What you have to do >>
Output every entry verbatim.

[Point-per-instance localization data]
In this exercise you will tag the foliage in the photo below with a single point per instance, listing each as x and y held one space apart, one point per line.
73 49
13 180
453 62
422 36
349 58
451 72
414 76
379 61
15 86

Reply >>
In this exercise you will tag the foliage in the photo below with a single point per instance, listing each as x and y held one space apart, one point per line.
73 49
13 180
453 62
422 36
349 58
451 72
414 76
379 61
15 86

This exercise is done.